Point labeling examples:
____________
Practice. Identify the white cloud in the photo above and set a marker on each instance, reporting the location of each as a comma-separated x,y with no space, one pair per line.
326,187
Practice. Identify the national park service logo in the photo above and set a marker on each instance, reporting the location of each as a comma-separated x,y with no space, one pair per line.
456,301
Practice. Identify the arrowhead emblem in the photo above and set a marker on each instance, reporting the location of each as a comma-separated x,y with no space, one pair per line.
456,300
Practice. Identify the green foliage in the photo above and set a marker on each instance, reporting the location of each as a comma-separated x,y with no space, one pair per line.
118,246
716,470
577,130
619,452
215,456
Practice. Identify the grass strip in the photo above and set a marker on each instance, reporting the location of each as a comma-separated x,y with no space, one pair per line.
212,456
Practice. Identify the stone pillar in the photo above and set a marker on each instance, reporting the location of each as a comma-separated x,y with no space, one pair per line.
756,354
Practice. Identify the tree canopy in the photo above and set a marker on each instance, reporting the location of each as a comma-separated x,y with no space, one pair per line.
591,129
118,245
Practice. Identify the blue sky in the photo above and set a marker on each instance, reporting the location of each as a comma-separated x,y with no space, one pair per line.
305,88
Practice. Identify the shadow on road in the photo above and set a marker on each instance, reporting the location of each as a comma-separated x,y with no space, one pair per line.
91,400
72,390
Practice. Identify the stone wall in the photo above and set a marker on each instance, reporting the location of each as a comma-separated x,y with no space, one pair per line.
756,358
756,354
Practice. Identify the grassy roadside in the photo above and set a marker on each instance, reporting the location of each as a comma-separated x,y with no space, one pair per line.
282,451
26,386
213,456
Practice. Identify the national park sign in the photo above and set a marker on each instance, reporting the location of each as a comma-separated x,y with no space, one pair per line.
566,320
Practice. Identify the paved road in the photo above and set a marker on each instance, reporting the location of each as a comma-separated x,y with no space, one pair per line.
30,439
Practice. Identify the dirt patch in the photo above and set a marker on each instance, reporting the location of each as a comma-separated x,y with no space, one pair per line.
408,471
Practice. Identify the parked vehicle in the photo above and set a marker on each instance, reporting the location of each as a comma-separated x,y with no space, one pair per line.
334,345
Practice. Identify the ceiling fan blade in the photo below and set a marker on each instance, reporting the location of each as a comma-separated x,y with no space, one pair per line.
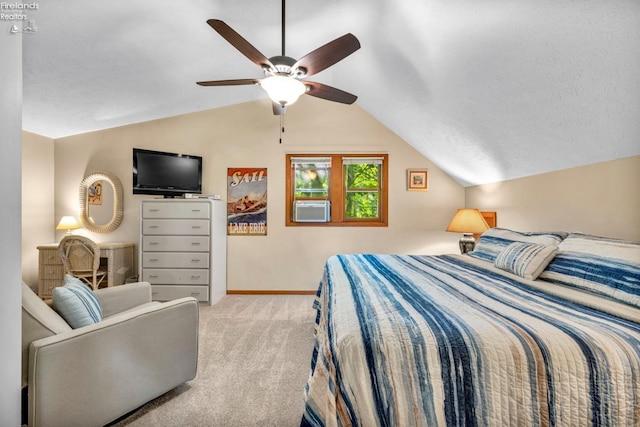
235,82
278,109
329,93
327,55
240,43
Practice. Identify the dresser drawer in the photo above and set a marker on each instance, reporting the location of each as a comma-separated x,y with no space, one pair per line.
49,256
175,243
175,260
176,210
168,293
160,276
188,227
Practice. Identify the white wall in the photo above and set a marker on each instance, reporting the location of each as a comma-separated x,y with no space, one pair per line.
601,199
247,135
38,196
10,290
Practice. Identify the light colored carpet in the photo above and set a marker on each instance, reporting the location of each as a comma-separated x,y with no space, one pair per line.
253,364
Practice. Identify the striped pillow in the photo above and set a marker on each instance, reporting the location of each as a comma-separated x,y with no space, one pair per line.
495,240
525,259
608,267
76,303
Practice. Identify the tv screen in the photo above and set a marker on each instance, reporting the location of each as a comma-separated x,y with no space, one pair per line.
166,174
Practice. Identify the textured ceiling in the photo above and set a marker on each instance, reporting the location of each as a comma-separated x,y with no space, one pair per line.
488,90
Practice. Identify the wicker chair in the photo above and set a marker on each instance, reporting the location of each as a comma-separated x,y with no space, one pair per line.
81,258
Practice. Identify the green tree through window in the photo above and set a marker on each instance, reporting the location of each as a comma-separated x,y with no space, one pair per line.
362,189
355,185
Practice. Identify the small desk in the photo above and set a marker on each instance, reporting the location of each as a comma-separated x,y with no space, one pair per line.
117,257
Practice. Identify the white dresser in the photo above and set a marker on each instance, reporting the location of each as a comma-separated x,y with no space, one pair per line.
183,248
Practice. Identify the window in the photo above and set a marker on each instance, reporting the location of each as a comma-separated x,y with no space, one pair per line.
344,190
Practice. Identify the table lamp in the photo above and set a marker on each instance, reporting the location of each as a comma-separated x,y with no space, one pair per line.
68,223
468,222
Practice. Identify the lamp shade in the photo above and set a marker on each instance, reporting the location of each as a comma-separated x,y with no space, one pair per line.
468,221
283,90
67,223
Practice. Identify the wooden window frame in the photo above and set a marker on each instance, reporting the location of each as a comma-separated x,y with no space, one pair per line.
336,193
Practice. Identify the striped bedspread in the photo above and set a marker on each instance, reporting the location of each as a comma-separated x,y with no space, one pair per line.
437,341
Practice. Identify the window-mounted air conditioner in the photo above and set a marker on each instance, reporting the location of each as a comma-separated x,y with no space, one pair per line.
312,211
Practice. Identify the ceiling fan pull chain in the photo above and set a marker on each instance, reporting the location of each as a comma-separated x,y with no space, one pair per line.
281,126
283,14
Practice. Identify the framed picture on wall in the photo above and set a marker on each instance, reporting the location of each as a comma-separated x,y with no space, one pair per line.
417,179
95,193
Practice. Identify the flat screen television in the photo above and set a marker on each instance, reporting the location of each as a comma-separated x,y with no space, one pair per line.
166,174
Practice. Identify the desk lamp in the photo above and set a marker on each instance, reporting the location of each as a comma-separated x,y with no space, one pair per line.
468,222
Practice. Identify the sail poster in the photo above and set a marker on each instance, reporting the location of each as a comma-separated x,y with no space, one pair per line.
247,201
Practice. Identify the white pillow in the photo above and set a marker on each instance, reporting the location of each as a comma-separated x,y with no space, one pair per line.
527,260
76,303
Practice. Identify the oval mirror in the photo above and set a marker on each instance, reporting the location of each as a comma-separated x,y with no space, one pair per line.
101,202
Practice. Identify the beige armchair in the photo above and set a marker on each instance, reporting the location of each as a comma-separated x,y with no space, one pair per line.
93,375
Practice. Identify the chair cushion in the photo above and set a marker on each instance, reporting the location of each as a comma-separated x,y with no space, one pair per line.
38,321
527,260
76,303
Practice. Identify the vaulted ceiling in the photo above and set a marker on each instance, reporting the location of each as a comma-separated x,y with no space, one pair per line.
488,90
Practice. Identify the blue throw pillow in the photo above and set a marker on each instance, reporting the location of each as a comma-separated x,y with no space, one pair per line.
608,267
76,303
495,240
527,260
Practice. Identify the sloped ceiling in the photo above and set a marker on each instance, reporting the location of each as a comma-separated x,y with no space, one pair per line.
488,90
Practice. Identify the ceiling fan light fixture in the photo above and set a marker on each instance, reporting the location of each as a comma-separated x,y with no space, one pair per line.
283,90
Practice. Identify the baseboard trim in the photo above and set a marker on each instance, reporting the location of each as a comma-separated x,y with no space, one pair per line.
268,292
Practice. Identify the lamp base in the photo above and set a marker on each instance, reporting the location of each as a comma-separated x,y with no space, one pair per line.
467,243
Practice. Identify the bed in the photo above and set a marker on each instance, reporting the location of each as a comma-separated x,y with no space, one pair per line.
529,329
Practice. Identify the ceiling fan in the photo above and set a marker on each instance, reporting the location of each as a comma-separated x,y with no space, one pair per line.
284,75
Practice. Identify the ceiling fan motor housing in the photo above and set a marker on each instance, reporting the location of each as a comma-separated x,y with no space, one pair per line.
284,66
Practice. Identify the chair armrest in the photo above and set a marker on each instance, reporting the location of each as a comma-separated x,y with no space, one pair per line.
117,299
95,374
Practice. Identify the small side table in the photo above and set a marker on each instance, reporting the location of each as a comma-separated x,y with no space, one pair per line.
116,256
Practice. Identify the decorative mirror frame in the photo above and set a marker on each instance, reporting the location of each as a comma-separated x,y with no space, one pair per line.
118,202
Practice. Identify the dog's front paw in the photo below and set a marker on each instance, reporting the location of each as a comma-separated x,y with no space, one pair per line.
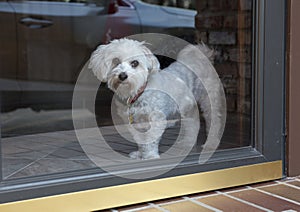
138,155
135,155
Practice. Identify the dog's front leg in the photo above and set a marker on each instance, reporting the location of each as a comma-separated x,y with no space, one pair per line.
148,134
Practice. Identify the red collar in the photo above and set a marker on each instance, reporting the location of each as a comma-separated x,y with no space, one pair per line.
132,100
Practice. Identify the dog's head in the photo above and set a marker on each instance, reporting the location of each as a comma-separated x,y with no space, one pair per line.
124,64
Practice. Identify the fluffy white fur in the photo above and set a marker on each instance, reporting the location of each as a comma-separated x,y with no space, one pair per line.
127,65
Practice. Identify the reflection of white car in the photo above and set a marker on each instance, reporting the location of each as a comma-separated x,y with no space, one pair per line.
54,39
47,41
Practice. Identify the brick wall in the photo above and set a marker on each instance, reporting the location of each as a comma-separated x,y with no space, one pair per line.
226,25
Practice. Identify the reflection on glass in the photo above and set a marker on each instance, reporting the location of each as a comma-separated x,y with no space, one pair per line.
46,44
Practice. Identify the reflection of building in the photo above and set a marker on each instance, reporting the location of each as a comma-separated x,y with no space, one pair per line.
187,4
227,26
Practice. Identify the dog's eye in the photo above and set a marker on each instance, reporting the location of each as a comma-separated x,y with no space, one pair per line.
116,62
134,63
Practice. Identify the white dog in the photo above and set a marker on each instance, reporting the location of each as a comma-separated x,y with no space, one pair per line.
133,73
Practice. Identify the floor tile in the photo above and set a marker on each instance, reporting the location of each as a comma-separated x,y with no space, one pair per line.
284,191
265,200
224,203
51,166
184,206
295,183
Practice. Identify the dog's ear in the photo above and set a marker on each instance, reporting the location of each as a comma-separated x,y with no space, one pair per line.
153,63
98,63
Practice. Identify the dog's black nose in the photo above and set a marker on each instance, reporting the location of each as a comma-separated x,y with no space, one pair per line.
123,76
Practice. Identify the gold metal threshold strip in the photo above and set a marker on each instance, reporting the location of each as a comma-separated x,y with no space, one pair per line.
115,196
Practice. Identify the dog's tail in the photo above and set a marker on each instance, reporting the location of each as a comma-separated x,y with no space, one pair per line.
198,59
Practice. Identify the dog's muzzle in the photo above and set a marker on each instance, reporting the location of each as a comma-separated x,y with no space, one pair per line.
123,76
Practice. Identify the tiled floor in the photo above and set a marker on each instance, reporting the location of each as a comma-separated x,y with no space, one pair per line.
283,195
59,151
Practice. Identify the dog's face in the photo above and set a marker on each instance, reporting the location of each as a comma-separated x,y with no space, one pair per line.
____________
Task brief:
Retype exactly, please, each line from the line that contains "Practice. Identify the dog's muzzle" through the last line of the entries above, with nothing added.

Result:
Practice. Identify the dog's muzzle in the photo above and set a marker on each instance, reporting the location of each as a comma-separated x,y with no space, one pair per line.
123,76
Practice. Identify the tiled floor in the photo above and set a marker on each instance, reporting the location of each as a comma-separated x,y with no space, one pair per line.
283,195
59,151
Practice. Identify the dog's face in the photo above and set a marker on each instance, reporting the location of each as a comma-separated x,y with no space, one pair per line.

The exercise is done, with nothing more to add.